### Reading passage
## START

Notes to the Consolidated Financial Statements
1. Statement of MATERIAL accounting policies
Basis of Preparation
The half-year financial report is a general-purpose financial report prepared
in accordance with the requirements of the Corporations Act 2001 and AASB 134:
Interim Financial Reporting. The Group is a for-profit entity for financial
reporting purposes under Australian Accounting Standards.
The half-year financial report does not include notes of the type normally
included in an annual financial report. The half-year financial report is to
be read in conjunction with the most recent annual financial report for the
year ended 30 June 2024 and any public announcements made by the Group during
the half-year in accordance with the continuous disclosure requirements
arising under the Corporations Act 2001 and the ASX Listing Rules.

## END

### Given request 1
In the financial statement notes, what does the half-year financial report leave out, and what is it to be read together with? Answer in one to three sentences.

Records

## START

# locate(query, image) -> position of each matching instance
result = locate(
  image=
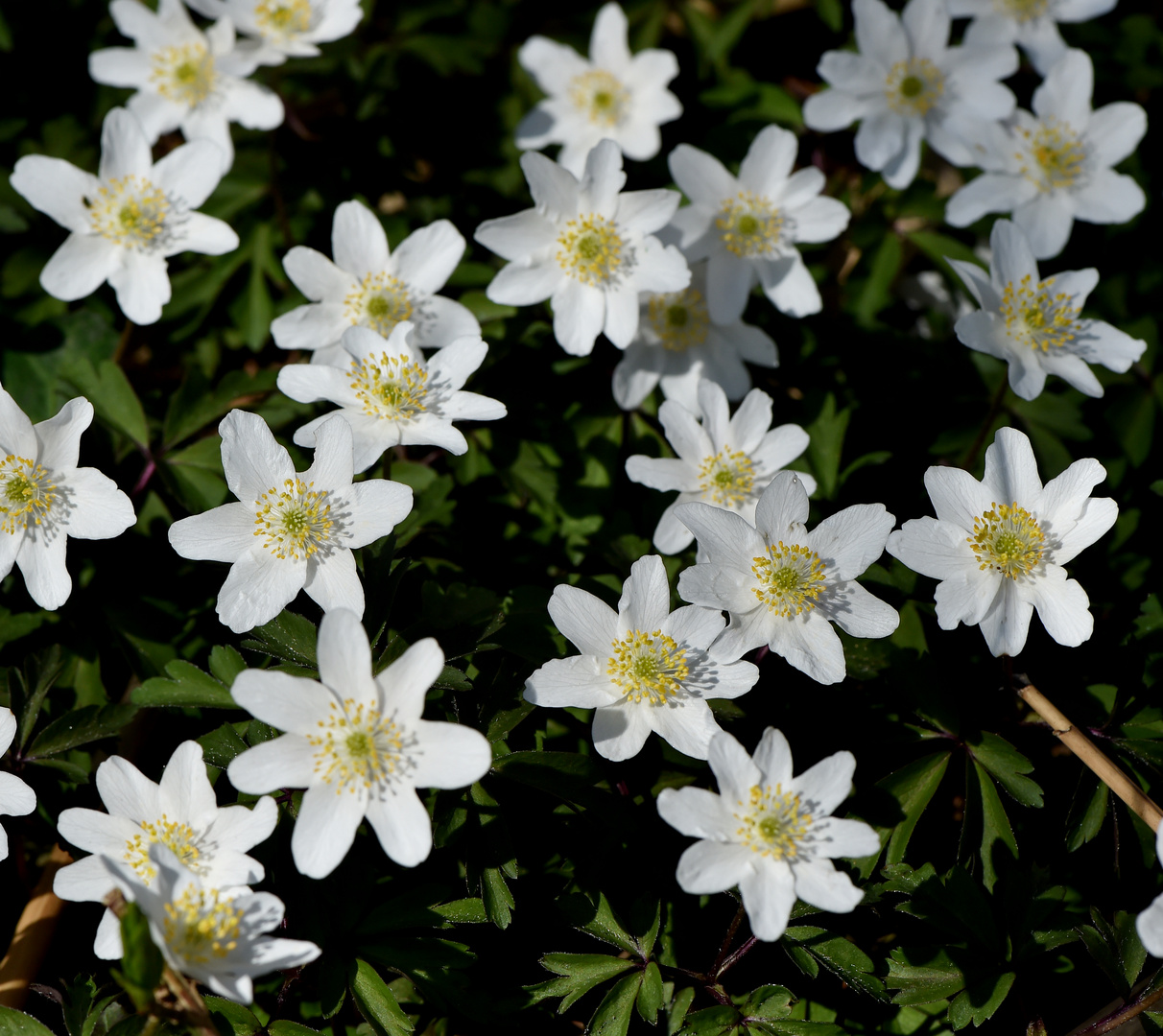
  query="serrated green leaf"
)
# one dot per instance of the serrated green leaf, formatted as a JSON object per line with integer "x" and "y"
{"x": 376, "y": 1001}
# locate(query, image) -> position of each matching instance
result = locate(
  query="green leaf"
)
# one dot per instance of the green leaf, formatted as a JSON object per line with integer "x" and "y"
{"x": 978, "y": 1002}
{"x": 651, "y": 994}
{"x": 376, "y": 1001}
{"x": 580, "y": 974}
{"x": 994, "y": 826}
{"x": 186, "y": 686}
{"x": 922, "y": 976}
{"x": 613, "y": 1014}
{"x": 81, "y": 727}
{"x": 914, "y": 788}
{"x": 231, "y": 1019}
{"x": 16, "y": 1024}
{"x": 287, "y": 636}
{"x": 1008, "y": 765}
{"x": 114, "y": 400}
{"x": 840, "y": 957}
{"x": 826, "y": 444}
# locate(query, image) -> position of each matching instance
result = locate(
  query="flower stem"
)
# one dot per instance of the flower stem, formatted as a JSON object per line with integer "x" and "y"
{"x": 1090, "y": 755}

## END
## START

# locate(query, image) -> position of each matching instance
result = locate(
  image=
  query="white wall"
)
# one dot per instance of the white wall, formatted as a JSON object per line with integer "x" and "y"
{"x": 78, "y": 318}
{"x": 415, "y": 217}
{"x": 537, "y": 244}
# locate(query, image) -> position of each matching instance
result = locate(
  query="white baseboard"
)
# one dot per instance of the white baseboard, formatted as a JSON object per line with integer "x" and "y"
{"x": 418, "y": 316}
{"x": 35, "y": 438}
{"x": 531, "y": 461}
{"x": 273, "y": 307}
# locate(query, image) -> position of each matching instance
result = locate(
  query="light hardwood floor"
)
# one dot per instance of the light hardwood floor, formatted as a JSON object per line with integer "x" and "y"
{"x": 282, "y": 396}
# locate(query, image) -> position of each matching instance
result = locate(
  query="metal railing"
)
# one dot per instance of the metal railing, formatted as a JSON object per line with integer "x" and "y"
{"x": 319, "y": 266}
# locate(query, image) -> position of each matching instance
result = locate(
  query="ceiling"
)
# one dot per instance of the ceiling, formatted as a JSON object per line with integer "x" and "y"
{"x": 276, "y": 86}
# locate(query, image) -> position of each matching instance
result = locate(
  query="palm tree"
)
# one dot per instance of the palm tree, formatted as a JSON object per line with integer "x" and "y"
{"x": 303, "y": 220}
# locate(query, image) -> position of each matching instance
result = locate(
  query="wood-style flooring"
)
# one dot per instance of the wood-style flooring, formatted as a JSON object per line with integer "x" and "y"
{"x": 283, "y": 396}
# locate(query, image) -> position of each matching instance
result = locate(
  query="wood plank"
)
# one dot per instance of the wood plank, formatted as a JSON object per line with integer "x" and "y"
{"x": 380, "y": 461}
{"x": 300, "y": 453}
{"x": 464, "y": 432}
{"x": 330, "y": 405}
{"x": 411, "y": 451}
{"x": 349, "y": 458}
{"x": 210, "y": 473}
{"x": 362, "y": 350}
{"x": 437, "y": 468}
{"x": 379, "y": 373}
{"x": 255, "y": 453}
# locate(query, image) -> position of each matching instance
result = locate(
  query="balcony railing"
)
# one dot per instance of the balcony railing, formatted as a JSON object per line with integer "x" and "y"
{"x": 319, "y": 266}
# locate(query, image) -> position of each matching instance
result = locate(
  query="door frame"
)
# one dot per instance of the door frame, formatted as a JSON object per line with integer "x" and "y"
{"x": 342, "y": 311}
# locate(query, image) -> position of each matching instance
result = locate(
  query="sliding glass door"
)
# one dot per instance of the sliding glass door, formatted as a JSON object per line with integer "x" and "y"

## END
## START

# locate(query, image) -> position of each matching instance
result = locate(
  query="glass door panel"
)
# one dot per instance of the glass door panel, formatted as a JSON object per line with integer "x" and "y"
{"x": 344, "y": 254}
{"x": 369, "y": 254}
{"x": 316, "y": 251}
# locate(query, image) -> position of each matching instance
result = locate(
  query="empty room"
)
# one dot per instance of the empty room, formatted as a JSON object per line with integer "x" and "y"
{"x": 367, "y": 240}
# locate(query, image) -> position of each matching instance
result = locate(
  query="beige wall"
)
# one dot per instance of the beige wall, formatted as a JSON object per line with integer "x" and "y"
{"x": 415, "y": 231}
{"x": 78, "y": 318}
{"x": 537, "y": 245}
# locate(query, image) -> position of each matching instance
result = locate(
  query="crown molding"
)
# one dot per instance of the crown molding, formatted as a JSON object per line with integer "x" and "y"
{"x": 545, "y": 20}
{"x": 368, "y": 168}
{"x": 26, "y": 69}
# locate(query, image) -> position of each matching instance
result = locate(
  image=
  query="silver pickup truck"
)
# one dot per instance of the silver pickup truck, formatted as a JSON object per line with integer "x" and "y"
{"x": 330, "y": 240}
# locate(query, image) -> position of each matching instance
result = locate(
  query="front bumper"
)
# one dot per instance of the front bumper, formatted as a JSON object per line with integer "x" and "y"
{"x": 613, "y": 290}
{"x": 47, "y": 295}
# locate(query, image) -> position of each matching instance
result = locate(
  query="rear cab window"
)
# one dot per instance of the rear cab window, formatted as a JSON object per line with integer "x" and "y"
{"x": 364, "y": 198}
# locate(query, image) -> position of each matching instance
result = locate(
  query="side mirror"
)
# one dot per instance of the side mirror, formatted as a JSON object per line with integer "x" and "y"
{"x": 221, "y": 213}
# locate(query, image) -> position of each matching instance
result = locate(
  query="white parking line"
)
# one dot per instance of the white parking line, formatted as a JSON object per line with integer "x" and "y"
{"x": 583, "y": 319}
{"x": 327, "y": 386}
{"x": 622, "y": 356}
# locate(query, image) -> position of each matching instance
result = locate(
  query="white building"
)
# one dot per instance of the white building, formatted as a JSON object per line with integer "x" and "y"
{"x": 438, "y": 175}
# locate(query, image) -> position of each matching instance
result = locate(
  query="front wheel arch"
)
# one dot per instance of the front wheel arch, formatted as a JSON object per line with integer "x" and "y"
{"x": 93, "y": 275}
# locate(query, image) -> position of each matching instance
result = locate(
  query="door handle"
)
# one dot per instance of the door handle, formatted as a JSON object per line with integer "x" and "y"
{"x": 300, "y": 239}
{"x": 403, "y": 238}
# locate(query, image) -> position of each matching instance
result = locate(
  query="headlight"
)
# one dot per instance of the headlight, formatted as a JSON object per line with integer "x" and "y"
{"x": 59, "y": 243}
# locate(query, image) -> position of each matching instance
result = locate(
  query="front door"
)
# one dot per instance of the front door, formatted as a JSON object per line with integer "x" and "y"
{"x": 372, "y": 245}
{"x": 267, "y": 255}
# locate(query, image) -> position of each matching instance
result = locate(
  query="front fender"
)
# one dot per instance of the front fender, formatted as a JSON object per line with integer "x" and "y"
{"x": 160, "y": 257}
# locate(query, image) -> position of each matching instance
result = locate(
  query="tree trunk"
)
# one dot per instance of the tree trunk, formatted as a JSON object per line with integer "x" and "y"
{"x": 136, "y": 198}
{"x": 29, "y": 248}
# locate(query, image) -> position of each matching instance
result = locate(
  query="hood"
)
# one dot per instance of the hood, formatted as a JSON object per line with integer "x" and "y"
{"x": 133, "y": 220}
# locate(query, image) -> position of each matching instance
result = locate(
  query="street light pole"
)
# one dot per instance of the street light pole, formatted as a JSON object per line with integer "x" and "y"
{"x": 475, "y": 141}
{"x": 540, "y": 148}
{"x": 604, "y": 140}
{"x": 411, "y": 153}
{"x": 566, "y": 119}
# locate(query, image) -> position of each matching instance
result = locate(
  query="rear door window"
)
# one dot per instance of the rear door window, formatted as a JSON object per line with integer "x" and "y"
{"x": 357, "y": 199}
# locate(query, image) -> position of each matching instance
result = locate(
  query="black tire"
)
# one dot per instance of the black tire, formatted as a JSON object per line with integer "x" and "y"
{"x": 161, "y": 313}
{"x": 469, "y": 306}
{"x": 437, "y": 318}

## END

### Given request 2
Pull out every line of the records that contains the string "green", treating uppercase and lowercase as different.

### Final result 1
The half-year financial report leaves out notes of the type normally included in an annual financial report. It is to be read together with the most recent annual financial report for the year ended 30 June 2024. It should also be read with any public announcements the Group made during the half-year under the continuous disclosure requirements of the Corporations Act 2001 and the ASX Listing Rules.

### Final result 2
  query="serrated green leaf"
# one dot per instance of the serrated green leaf, formatted as a JSON object per line with integer "x" and "y"
  query="green leaf"
# one dot per instance of the green leaf, formatted as a JSON object per line with integer "x" and "y"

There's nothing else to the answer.